• _Assigned task_:
Each line below that contains the word "window" is to be counted; give only the final number.

** Material for this task follows **

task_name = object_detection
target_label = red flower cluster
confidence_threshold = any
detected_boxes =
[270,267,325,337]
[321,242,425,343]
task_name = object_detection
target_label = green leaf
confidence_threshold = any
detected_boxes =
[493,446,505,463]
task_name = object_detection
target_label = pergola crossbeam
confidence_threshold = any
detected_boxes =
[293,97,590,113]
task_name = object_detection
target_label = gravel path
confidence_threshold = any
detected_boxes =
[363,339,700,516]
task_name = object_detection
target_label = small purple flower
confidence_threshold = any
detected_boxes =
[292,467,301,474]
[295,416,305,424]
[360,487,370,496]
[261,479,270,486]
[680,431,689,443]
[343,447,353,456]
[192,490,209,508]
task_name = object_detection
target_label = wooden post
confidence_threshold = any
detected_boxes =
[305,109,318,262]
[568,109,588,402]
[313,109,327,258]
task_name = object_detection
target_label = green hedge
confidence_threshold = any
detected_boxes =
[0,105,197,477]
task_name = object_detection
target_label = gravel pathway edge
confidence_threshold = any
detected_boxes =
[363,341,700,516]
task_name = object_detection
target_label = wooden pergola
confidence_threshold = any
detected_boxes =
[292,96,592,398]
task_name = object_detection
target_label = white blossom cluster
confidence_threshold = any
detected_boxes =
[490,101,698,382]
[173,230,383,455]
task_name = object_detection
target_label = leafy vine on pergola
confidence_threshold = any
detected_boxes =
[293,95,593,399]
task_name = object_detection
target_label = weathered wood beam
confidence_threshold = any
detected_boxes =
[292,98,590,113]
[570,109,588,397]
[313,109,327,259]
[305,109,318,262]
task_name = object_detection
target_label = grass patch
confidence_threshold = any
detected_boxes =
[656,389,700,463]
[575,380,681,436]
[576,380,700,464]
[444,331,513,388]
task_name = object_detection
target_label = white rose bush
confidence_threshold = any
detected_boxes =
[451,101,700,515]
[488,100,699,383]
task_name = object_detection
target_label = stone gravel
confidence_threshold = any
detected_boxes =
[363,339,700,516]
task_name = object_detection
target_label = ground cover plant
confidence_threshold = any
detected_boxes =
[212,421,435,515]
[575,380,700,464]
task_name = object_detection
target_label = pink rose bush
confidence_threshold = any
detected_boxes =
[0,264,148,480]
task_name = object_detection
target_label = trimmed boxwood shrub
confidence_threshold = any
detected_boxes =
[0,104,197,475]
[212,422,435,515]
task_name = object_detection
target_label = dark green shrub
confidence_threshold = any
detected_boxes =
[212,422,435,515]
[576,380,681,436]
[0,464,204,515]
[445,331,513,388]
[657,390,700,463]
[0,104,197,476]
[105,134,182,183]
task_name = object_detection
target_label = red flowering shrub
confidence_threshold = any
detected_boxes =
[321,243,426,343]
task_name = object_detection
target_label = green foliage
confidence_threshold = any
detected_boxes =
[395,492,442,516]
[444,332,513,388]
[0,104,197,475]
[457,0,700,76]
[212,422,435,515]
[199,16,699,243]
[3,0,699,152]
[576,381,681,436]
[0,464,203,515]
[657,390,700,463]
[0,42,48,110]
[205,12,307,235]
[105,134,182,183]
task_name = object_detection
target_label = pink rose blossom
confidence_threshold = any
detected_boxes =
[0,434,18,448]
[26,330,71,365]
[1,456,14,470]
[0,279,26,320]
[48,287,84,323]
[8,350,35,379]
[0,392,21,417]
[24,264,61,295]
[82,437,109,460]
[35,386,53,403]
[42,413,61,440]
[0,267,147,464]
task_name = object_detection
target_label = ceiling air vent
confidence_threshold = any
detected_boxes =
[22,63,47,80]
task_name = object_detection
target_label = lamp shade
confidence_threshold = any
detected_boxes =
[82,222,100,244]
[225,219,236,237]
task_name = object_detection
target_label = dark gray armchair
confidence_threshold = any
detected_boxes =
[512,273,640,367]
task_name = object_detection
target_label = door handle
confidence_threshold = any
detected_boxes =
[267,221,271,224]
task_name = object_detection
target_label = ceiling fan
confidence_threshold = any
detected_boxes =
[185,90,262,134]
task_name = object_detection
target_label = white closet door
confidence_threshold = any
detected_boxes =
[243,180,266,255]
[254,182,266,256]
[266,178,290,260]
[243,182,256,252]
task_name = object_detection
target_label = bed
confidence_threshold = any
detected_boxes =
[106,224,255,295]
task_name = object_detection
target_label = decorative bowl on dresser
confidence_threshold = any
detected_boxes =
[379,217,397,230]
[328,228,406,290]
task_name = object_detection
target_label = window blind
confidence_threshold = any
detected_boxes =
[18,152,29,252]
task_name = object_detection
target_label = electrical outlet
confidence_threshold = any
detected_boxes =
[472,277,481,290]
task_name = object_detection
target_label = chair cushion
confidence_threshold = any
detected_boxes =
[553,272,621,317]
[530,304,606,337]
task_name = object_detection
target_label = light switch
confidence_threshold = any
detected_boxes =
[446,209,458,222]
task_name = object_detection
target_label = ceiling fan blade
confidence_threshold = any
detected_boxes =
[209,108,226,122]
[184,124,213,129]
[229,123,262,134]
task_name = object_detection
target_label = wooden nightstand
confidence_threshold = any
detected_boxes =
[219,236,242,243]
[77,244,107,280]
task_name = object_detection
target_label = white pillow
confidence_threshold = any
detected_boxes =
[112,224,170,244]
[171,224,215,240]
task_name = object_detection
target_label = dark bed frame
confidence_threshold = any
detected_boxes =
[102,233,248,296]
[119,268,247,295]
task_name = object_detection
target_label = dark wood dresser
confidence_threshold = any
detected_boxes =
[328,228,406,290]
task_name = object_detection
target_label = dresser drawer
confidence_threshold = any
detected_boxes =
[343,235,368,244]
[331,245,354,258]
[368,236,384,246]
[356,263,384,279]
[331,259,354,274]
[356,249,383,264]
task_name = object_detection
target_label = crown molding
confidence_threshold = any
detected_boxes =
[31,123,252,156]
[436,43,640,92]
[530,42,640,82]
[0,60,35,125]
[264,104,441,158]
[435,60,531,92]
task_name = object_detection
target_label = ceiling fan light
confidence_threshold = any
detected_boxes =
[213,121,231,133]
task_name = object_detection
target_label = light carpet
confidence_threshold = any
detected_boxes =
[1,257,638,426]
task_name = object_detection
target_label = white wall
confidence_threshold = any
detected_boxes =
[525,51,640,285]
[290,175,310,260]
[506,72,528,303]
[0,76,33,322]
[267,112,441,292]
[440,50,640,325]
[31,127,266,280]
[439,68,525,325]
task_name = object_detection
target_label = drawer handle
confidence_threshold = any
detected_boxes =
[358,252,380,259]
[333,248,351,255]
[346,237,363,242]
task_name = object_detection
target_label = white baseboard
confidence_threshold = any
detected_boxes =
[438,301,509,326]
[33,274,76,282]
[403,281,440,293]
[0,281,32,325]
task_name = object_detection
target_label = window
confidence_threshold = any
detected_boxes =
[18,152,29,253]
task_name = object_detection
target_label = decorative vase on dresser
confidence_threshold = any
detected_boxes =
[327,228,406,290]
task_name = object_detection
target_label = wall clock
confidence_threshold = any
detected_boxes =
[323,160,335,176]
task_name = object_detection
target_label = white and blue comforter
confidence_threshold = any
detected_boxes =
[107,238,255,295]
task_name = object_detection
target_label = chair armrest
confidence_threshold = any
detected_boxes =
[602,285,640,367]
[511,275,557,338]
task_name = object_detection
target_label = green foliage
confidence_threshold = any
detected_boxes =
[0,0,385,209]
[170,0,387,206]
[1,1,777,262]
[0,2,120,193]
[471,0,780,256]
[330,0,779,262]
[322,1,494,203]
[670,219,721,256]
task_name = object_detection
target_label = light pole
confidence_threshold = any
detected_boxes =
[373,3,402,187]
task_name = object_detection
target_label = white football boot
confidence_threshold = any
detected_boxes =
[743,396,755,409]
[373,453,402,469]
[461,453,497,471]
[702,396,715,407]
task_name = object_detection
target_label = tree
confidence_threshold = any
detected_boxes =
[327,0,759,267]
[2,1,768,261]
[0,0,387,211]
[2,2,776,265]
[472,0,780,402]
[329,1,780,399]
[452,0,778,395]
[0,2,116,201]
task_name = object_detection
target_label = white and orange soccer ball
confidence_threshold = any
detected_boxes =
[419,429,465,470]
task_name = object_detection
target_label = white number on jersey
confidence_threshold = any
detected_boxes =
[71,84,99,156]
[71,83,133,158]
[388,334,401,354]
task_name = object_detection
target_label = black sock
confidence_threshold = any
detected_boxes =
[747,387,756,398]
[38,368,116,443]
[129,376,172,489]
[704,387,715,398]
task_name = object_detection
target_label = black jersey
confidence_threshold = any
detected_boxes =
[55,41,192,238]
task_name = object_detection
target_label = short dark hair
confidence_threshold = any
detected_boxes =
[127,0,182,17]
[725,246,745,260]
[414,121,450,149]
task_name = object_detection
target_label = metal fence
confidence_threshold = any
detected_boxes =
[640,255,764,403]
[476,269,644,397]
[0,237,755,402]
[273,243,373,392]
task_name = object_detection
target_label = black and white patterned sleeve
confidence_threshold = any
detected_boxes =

** End of Material for this task **

• _Exercise answer_:
2